▶ [Work item]: Every entry, exactly as given, must be retyped.

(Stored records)

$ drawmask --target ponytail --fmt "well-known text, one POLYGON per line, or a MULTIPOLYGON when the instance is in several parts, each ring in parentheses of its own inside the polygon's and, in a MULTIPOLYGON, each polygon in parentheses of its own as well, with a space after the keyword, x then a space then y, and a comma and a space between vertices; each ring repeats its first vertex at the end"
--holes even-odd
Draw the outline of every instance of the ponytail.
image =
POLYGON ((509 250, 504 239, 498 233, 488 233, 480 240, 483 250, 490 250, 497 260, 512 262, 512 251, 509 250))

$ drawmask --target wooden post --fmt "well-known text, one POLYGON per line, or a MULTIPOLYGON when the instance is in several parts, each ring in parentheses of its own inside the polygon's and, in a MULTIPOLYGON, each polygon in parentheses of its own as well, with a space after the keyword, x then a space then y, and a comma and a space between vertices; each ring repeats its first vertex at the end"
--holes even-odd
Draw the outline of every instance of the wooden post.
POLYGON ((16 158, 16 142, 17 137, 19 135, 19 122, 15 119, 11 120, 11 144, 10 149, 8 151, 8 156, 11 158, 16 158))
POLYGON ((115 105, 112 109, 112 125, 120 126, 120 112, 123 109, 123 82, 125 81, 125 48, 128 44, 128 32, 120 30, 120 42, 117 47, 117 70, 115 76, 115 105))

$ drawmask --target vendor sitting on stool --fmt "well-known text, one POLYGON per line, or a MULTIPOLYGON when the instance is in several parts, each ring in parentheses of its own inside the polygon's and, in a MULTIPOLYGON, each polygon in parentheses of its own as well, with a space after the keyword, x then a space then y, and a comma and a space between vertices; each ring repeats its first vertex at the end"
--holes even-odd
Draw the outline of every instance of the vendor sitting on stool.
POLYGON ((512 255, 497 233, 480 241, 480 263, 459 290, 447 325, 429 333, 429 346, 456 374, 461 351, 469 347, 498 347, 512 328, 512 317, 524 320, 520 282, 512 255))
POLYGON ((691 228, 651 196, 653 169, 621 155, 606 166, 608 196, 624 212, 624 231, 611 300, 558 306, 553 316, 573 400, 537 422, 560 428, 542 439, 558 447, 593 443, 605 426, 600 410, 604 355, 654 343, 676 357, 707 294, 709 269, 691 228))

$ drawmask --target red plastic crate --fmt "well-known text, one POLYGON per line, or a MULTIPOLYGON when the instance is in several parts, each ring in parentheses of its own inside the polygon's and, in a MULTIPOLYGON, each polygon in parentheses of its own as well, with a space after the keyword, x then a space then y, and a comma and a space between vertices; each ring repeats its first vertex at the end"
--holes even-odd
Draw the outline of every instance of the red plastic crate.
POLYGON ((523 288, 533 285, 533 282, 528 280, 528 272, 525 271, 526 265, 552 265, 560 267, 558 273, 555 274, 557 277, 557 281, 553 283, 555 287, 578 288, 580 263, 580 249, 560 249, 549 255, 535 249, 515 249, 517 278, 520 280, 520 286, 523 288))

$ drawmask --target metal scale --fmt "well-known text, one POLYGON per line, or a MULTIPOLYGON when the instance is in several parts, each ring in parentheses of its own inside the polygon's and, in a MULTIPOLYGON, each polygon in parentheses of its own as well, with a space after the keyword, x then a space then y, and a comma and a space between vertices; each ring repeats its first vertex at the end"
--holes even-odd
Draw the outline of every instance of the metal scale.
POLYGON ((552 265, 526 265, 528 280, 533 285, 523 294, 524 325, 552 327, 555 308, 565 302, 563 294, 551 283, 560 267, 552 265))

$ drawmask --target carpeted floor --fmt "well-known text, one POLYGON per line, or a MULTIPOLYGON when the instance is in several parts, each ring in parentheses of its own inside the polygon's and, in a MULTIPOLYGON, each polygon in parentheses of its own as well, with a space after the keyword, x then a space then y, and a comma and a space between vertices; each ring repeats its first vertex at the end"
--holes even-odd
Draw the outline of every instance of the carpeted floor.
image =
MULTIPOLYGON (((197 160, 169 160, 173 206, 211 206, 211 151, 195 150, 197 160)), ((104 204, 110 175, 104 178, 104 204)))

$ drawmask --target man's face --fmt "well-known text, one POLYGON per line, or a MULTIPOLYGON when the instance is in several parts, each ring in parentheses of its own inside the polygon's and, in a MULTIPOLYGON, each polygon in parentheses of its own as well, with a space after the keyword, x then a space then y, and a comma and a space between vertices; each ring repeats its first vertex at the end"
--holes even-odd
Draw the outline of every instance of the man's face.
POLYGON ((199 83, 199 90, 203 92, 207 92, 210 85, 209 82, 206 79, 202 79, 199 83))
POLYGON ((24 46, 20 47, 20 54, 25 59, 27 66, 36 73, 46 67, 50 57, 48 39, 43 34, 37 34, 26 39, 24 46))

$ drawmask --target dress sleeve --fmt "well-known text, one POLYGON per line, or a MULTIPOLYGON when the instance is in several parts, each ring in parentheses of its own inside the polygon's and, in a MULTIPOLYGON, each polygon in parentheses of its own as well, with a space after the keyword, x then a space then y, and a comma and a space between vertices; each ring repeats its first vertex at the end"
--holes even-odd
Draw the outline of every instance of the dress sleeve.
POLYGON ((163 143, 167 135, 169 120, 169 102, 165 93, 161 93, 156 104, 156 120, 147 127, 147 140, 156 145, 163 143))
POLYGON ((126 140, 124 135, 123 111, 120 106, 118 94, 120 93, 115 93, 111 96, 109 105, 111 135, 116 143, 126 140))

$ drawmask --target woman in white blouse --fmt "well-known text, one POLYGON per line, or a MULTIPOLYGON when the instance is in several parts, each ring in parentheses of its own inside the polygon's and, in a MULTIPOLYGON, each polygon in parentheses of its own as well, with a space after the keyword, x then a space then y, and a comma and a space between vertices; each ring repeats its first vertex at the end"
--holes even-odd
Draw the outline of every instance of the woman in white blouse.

▶ [Your response]:
$ drawmask --target ponytail --fmt "well-known text, one POLYGON per line, or a MULTIPOLYGON when the instance is in several parts, each ring in parentheses of its own inside the polygon's and, in a MULTIPOLYGON, each polygon in parentheses of its own as well, with a space after the keyword, x then a space then y, and a comma and a space between vertices; each ring repeats its first vertex at the end"
--holes even-odd
Draw the outline of every instance of the ponytail.
image =
POLYGON ((509 250, 504 239, 498 233, 488 233, 480 240, 483 250, 490 250, 497 260, 512 262, 512 251, 509 250))

$ drawmask --target wooden post --fmt "well-known text, one POLYGON per line, or a MULTIPOLYGON when the instance is in several parts, each ring in parentheses of its own inside the polygon's and, in a MULTIPOLYGON, each polygon in parentheses of its own as well, with a space after the keyword, x then a space then y, and a comma and a space between vertices; each ring repeats its first vertex at the end"
--holes even-odd
Draw the outline of every instance of the wooden post.
POLYGON ((16 158, 16 142, 17 137, 19 135, 19 122, 15 119, 11 120, 11 144, 10 149, 8 151, 8 156, 11 158, 16 158))
POLYGON ((115 105, 112 109, 112 125, 120 126, 120 112, 123 109, 123 82, 125 81, 125 48, 128 44, 128 32, 120 30, 120 42, 117 47, 117 70, 115 76, 115 105))

$ drawmask --target vendor sitting on stool --fmt "well-known text, one POLYGON per line, or a MULTIPOLYGON when the instance is in several parts, each ring in parentheses of its own inside the polygon's and, in a MULTIPOLYGON, each polygon in parentheses of its own as well, with a space after the keyword, x then a space then y, and a comma and a space between vertices; each ring repeats its first vertex at the end"
--holes even-odd
Draw the outline of every instance of the vendor sitting on stool.
POLYGON ((512 255, 497 233, 480 241, 480 263, 459 290, 447 325, 429 333, 429 346, 456 374, 461 351, 469 347, 498 347, 512 328, 512 317, 524 320, 520 282, 512 255))
POLYGON ((691 228, 651 196, 653 169, 621 155, 606 166, 608 196, 624 212, 624 231, 611 300, 558 306, 553 316, 573 400, 537 422, 560 428, 542 439, 558 447, 593 443, 605 426, 600 410, 604 355, 654 343, 676 357, 707 294, 709 269, 691 228))

$ drawmask --target red plastic crate --fmt "well-known text, one POLYGON per line, or a MULTIPOLYGON when the instance is in several parts, each ring in parentheses of its own inside the polygon's and, in a MULTIPOLYGON, each polygon in parentheses of its own as well, with a space after the keyword, x then a space then y, and a comma and a space between vertices; each ring repeats its first vertex at the end"
--holes even-odd
Draw the outline of every instance of the red plastic crate.
POLYGON ((523 288, 533 285, 533 282, 528 280, 528 272, 525 271, 526 265, 552 265, 560 267, 558 273, 555 274, 557 277, 557 281, 553 283, 555 287, 578 288, 580 263, 580 249, 560 249, 549 255, 535 249, 515 249, 517 278, 520 280, 520 286, 523 288))

$ drawmask --target metal scale --fmt "well-known text, one POLYGON per line, or a MULTIPOLYGON when the instance is in several parts, each ring in parentheses of its own inside the polygon's and, in a MULTIPOLYGON, each polygon in parentheses of its own as well, with a space after the keyword, x then a space then y, and a comma and a space between vertices; each ring repeats its first vertex at the end"
--holes even-odd
Draw the outline of every instance of the metal scale.
POLYGON ((552 265, 526 265, 528 280, 533 285, 523 294, 524 325, 552 327, 555 308, 565 302, 563 294, 551 283, 560 267, 552 265))

$ drawmask --target carpeted floor --fmt "well-known text, one POLYGON per line, or a MULTIPOLYGON when the instance is in several parts, each ring in parentheses of its own inside the polygon's and, in a MULTIPOLYGON, each polygon in parentheses of its own as well, with a space after the keyword, x then a space then y, and a comma and a space between vertices; each ring repeats its first vertex at the end"
--holes even-odd
Draw the outline of every instance of the carpeted floor.
image =
MULTIPOLYGON (((197 160, 169 160, 173 206, 211 206, 211 151, 195 150, 197 160)), ((104 204, 110 175, 104 178, 104 204)))

$ drawmask --target man's face --fmt "well-known text, one POLYGON per line, or a MULTIPOLYGON when the instance is in several parts, each ring in parentheses of its own inside the polygon's and, in a MULTIPOLYGON, each polygon in parentheses of its own as well, with a space after the keyword, x then a space then y, and a comma and a space between vertices; each ring repeats its first vertex at the end"
--holes even-odd
Draw the outline of every instance of the man's face.
POLYGON ((199 83, 199 90, 203 92, 207 92, 210 85, 209 82, 206 79, 202 79, 199 83))
POLYGON ((24 46, 20 47, 20 54, 25 59, 27 66, 36 73, 46 67, 50 57, 48 39, 43 34, 37 34, 26 39, 24 46))

$ drawmask --target dress sleeve --fmt "well-known text, one POLYGON per line, or a MULTIPOLYGON when the instance is in several parts, each ring in parentheses of its own inside the polygon's and, in a MULTIPOLYGON, each polygon in parentheses of its own as well, with a space after the keyword, x then a space then y, and a comma and a space between vertices; each ring repeats its first vertex at the end"
--holes even-odd
Draw the outline of every instance of the dress sleeve.
POLYGON ((163 143, 167 135, 169 120, 169 102, 165 93, 161 93, 156 104, 156 120, 147 127, 147 140, 156 145, 163 143))
POLYGON ((126 140, 124 135, 123 111, 120 106, 118 94, 120 93, 115 93, 111 96, 109 105, 111 135, 116 143, 126 140))

$ drawmask --target woman in white blouse --fmt "well-known text, one POLYGON per line, or a MULTIPOLYGON when the instance is in several parts, each ring in parentheses of its own inside the polygon's and, in a MULTIPOLYGON, each polygon in parentheses of its own as well, with a space after the keyword, x then a space then y, and a comma and a space between vertices; each ring repeats its first vertex at the end"
--holes even-odd
Draw the outline of every instance of the woman in white blouse.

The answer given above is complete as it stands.